(What this task involves)
Look for "Place one marker on every instance of the cart" in the listing below, then copy exactly the line it appears in and all lines after it to the end, and nothing more.

(Raw data)
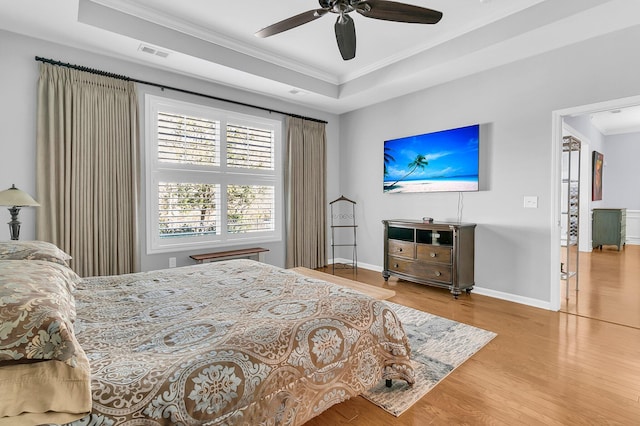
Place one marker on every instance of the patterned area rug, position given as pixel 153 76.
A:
pixel 438 346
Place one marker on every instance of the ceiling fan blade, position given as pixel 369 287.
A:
pixel 289 23
pixel 346 36
pixel 398 12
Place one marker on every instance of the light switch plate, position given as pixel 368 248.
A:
pixel 530 202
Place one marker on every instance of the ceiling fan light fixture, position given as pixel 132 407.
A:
pixel 385 10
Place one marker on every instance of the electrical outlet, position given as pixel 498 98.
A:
pixel 530 202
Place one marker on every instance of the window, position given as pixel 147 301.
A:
pixel 213 177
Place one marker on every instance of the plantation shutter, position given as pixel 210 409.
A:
pixel 188 140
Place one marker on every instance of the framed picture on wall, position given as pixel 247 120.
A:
pixel 596 190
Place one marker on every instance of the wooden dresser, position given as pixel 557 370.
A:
pixel 609 227
pixel 437 253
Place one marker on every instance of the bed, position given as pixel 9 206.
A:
pixel 231 342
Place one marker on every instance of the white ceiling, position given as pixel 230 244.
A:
pixel 617 121
pixel 214 41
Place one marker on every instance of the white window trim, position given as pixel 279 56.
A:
pixel 155 172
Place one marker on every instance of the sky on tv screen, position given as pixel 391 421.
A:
pixel 446 155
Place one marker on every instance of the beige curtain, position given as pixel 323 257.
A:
pixel 305 194
pixel 87 175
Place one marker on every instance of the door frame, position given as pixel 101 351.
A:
pixel 557 118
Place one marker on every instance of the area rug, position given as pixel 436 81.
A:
pixel 438 346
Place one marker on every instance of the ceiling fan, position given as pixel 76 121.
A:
pixel 345 28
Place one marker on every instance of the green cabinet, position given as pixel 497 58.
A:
pixel 609 227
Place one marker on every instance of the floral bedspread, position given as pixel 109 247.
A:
pixel 233 342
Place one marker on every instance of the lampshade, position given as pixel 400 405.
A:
pixel 15 197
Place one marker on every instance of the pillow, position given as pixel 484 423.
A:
pixel 32 250
pixel 37 311
pixel 46 392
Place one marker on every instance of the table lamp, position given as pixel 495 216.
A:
pixel 15 198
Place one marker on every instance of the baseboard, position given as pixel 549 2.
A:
pixel 536 303
pixel 477 290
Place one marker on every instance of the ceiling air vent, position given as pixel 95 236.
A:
pixel 153 51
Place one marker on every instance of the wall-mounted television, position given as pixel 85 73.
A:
pixel 447 160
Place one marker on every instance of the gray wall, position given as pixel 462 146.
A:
pixel 516 103
pixel 18 85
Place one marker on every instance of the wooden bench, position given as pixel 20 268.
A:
pixel 373 291
pixel 256 253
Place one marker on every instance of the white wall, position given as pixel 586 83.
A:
pixel 516 103
pixel 18 86
pixel 620 177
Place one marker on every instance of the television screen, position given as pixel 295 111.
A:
pixel 447 160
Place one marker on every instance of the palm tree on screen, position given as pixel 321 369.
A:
pixel 420 162
pixel 388 158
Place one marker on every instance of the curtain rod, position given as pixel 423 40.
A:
pixel 162 86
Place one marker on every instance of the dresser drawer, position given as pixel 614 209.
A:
pixel 426 271
pixel 430 253
pixel 401 248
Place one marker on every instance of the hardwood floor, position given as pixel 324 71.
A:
pixel 543 368
pixel 609 286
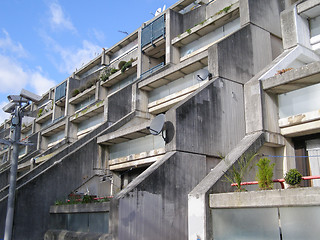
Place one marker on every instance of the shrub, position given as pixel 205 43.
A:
pixel 105 74
pixel 120 65
pixel 82 88
pixel 265 174
pixel 126 65
pixel 113 70
pixel 40 112
pixel 75 92
pixel 89 84
pixel 237 173
pixel 293 177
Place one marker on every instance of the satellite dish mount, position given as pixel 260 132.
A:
pixel 157 126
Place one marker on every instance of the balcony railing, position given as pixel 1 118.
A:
pixel 60 91
pixel 152 70
pixel 153 31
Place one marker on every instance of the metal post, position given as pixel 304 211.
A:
pixel 16 125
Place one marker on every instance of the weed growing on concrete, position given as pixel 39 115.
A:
pixel 239 169
pixel 265 174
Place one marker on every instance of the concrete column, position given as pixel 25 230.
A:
pixel 139 55
pixel 295 29
pixel 173 29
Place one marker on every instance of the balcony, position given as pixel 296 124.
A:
pixel 207 26
pixel 83 96
pixel 133 147
pixel 120 75
pixel 270 214
pixel 60 94
pixel 88 112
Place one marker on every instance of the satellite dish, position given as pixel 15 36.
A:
pixel 156 125
pixel 157 12
pixel 203 74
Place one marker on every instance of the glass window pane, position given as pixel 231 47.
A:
pixel 300 223
pixel 245 224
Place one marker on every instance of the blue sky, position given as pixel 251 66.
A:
pixel 43 41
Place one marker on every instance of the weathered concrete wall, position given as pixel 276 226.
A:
pixel 209 122
pixel 240 56
pixel 194 17
pixel 264 14
pixel 199 218
pixel 48 182
pixel 295 29
pixel 33 199
pixel 119 104
pixel 154 205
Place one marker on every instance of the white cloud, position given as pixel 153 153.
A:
pixel 40 83
pixel 12 75
pixel 13 78
pixel 3 115
pixel 58 20
pixel 99 35
pixel 73 59
pixel 7 45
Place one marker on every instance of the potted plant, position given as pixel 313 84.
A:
pixel 293 177
pixel 265 174
pixel 237 173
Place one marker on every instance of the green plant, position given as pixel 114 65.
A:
pixel 121 63
pixel 40 112
pixel 75 92
pixel 113 70
pixel 293 177
pixel 265 174
pixel 126 65
pixel 279 72
pixel 105 74
pixel 226 9
pixel 237 172
pixel 90 83
pixel 88 199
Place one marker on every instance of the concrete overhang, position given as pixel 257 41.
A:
pixel 309 9
pixel 272 198
pixel 181 5
pixel 175 72
pixel 207 26
pixel 127 134
pixel 88 112
pixel 55 127
pixel 293 79
pixel 84 95
pixel 45 117
pixel 124 42
pixel 119 76
pixel 89 65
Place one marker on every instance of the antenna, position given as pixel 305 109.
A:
pixel 157 12
pixel 157 125
pixel 203 74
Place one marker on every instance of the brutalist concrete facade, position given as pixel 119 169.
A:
pixel 91 133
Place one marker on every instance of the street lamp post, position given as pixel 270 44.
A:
pixel 17 110
pixel 16 127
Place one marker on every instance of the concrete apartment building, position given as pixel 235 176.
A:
pixel 232 77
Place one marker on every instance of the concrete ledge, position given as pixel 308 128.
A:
pixel 81 208
pixel 293 79
pixel 269 198
pixel 64 235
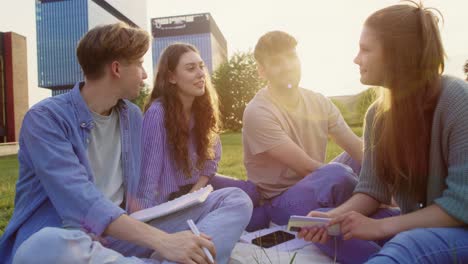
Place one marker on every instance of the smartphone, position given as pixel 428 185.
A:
pixel 273 239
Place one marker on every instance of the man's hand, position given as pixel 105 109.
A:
pixel 185 247
pixel 316 234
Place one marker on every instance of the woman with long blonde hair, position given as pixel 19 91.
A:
pixel 416 150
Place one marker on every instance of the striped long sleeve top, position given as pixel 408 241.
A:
pixel 160 175
pixel 448 165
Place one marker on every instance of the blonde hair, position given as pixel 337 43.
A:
pixel 106 43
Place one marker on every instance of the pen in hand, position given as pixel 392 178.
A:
pixel 196 232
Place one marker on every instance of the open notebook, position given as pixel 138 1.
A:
pixel 175 205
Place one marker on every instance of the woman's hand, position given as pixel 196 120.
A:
pixel 202 181
pixel 356 225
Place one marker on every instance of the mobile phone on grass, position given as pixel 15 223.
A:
pixel 273 239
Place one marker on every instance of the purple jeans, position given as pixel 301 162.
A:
pixel 328 186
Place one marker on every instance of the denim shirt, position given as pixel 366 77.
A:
pixel 56 186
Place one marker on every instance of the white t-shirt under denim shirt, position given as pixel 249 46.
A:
pixel 104 152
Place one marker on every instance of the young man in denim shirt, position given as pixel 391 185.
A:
pixel 79 168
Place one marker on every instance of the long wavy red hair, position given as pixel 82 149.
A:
pixel 205 109
pixel 413 61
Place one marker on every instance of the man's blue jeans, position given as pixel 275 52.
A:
pixel 328 186
pixel 223 216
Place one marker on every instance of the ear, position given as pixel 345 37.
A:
pixel 172 79
pixel 115 69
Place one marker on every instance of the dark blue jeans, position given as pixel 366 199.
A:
pixel 422 245
pixel 328 186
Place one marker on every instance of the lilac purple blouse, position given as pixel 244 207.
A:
pixel 160 175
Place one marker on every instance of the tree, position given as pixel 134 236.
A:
pixel 236 82
pixel 141 99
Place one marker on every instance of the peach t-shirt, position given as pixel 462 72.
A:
pixel 267 124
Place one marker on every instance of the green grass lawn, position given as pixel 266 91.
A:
pixel 231 164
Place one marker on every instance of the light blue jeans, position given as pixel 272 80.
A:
pixel 223 216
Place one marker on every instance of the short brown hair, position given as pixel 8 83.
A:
pixel 272 43
pixel 106 43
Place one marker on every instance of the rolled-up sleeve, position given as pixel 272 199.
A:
pixel 64 178
pixel 210 167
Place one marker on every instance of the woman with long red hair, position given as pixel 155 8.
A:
pixel 415 150
pixel 181 146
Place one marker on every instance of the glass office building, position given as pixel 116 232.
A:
pixel 60 24
pixel 199 30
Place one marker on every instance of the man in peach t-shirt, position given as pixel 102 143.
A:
pixel 285 133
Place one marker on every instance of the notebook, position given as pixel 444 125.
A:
pixel 175 205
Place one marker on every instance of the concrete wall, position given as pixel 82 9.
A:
pixel 20 80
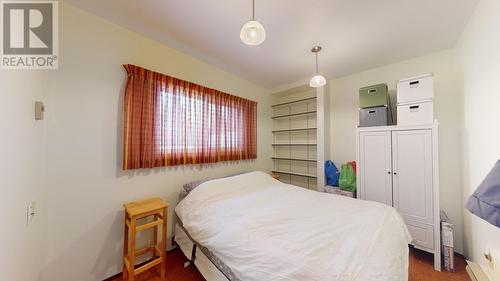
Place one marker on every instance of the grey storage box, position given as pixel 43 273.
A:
pixel 375 116
pixel 373 96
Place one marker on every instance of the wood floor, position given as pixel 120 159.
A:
pixel 421 269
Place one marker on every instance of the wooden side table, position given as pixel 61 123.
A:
pixel 157 209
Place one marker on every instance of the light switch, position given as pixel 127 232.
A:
pixel 30 212
pixel 39 110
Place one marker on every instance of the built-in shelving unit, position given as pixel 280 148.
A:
pixel 294 142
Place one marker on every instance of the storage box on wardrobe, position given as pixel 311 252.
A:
pixel 415 105
pixel 374 106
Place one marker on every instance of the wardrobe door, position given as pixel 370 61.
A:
pixel 375 166
pixel 412 180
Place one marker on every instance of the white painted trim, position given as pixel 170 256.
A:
pixel 435 177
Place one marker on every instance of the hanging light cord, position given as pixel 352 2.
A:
pixel 253 9
pixel 316 63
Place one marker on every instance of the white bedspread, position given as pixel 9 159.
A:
pixel 267 230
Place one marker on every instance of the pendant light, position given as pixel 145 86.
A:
pixel 253 33
pixel 318 80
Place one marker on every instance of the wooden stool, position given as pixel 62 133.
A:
pixel 158 210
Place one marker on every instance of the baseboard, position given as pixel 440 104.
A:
pixel 138 265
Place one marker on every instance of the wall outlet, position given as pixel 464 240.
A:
pixel 30 214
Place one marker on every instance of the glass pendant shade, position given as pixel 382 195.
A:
pixel 317 81
pixel 253 33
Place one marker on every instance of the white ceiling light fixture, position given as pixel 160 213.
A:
pixel 318 80
pixel 253 32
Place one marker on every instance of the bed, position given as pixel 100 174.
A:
pixel 252 227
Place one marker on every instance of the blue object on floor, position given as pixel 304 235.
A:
pixel 485 201
pixel 332 173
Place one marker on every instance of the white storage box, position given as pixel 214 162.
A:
pixel 415 89
pixel 338 191
pixel 420 113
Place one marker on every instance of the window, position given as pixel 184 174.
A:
pixel 174 122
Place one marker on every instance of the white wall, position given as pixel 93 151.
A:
pixel 480 55
pixel 448 85
pixel 22 141
pixel 86 187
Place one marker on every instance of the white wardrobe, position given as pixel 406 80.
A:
pixel 399 166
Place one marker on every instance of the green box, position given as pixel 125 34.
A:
pixel 373 96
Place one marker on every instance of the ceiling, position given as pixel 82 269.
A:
pixel 356 35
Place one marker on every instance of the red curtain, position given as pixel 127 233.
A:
pixel 168 122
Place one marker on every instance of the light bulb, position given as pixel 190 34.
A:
pixel 317 81
pixel 253 33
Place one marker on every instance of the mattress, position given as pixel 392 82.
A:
pixel 206 264
pixel 262 229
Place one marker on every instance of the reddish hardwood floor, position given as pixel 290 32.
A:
pixel 421 269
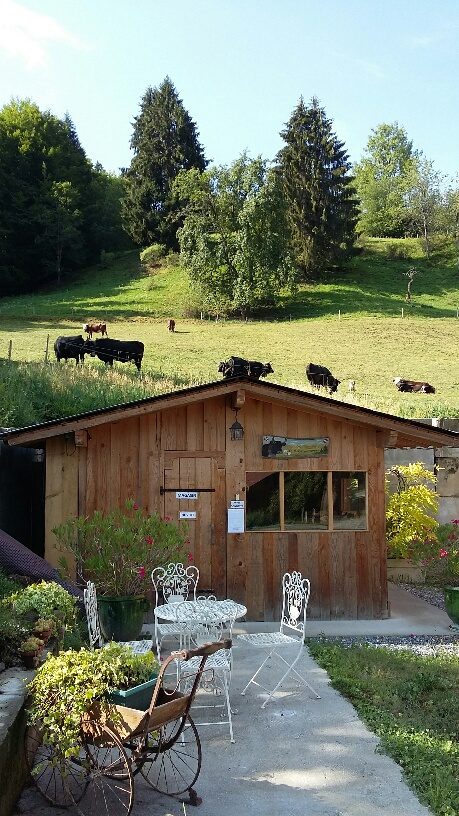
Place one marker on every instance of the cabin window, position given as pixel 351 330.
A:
pixel 299 500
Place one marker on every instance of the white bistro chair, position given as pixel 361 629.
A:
pixel 199 625
pixel 96 640
pixel 174 583
pixel 295 597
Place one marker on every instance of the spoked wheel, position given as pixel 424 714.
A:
pixel 61 781
pixel 109 790
pixel 172 759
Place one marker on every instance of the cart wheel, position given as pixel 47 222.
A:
pixel 109 790
pixel 173 758
pixel 61 781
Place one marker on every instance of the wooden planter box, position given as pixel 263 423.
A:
pixel 402 569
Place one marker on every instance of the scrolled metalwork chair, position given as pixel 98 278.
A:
pixel 295 597
pixel 173 583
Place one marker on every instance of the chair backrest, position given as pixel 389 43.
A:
pixel 92 616
pixel 175 582
pixel 295 597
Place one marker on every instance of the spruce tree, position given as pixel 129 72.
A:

(Solution for this exercise)
Place one marker on every instance of the cart wheel, position given as pixel 47 222.
A:
pixel 109 790
pixel 173 758
pixel 61 781
Place one marker on every instance of the wooden planter box, position given as pixel 263 423.
A:
pixel 402 569
Place one marker on every instance of the scrolled metalwork chair, position given as pixel 98 278.
A:
pixel 295 597
pixel 173 583
Place one marker on every instance of the chair backrest, position given as pixel 389 43.
A:
pixel 92 616
pixel 175 582
pixel 295 597
Place one marker on every instance of the spruce tree, position given as pixel 129 72.
A:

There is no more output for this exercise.